▶ **Required work**
According to the article on Zimbabwean students discussing being black in the United States, how many Zimbabwean students are in the U.S.?

▶ **Selected passage**
----

Zim Students Discuss Being Black in United States
HARARE, Zimbabwe - Zimbabwean students described being black in the United States as a challenge influenced by historical, regional and generational factors, but which offers international students an opportunity to educate colleagues about their country of origin.
“People have no idea where Zimbabwe is and they assume you can’t speak English and don’t know anything…so right from the introduction you have that barrier to overcome. But generally in that situation once you start talking, people understand you and where you come from,” said Tendai Machingaidze, a student with Albany Medical College in the U.S.
Tendai and Chiwoneso Tinago facilitated a public Food for Thought discussion session at the U.S. Embassy’s Public Affairs auditorium on Tuesday where they answered questions about their experiences as black students in the United States. The event was held as part of Black History Month commemorations and offered prospective Zimbabwean students interested in study abroad the opportunity to appreciate cultural and racial dynamics.
“Being black didn’t put me in a box because blacks come from different backgrounds. We are diverse in terms of the colour of our skin in America and also being from different countries and races. I did not experience any racism. There is sort of a balance as you go -- we all want to know more about others and their different cultures,” said Chiwoneso, a Zimbabwean student in the U.S. since 2005.
The event was held as part of Embassy events to mark Black History Month and to offer prospective Zimbabwean students insights into life in the U.S.
“Sometimes people explain to you things in such an elementary fashion because you are not from there…. People are fearful at times of things they do not understand,” said Chiwoneso, who graduated with Bachelor of Science in Psychology at the William Carey University in 2009 before earning a Masters degree in Public Health at the University of Southern Mississippi.
There are over 1,100 Zimbabwean students in the U.S., according to the Open Doors report published by the Institute of International Education, a leading not-for-profit educational and cultural exchange organization in the United States.
Each February, the U.S. celebrates Black History Month to honor the struggles and triumphs of millions of American citizens over the most devastating obstacles — slavery, prejudice, poverty — as well as their contributions to the nation’s cultural and political life.
Tendai and Chiwoneso have a combined 15 years studying in the U.S. According to Tendai, geography and history play key roles in how America reacts to black African students.
“You have to look at history as well in the U.S.…and then it depends on which part of the country you are in, whether you are in the North or the South, because people have had different experiences. Being black living in the North -- in New York or Chicago -- is different from being black and living in Texas, Mississippi and some of these other (southern) areas,” said Tendai who graduated with a biochemistry degree from Syracuse University in New York in 2005 and completed Masters of Education degree at Southwestern Seminary in Texas in 2009.

----

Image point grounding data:
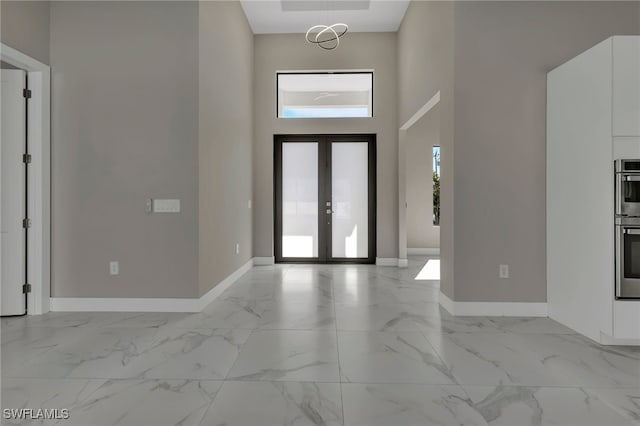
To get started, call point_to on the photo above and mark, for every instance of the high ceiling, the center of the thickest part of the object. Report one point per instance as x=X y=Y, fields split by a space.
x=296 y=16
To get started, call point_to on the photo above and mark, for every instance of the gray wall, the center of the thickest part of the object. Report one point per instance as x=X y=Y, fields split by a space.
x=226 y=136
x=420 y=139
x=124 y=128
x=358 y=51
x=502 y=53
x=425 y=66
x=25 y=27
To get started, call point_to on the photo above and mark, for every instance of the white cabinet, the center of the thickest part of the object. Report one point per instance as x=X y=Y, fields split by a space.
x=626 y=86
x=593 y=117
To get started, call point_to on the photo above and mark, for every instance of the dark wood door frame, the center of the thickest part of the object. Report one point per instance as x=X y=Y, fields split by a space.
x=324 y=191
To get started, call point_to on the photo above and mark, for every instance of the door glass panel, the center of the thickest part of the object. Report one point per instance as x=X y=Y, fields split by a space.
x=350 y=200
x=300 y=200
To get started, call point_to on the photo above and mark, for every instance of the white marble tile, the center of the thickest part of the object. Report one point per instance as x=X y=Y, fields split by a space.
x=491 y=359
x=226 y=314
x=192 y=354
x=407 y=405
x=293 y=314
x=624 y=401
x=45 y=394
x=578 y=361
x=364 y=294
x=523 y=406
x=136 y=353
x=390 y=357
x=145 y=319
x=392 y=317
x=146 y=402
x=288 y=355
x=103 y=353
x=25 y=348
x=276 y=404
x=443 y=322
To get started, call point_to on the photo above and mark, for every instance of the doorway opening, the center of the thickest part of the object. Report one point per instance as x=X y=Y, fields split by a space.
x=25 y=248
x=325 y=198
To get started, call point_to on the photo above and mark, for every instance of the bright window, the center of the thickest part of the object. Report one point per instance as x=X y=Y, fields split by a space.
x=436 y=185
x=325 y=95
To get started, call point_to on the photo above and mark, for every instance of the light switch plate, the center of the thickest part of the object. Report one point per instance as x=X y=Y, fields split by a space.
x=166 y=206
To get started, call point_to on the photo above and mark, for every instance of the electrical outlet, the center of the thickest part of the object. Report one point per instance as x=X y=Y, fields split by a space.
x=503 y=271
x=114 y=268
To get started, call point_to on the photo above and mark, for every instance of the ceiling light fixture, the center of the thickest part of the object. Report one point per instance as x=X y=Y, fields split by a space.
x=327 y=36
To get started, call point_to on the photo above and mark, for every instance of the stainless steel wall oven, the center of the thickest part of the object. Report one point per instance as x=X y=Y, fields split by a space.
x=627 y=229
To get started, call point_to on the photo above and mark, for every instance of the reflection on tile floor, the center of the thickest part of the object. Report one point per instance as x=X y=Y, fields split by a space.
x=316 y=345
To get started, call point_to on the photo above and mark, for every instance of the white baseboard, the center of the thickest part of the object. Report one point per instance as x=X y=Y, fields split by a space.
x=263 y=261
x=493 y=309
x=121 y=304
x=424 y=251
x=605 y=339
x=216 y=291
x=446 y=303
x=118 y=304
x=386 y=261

----

▶ **Your solution**
Over 1,100, according to the Open Doors report.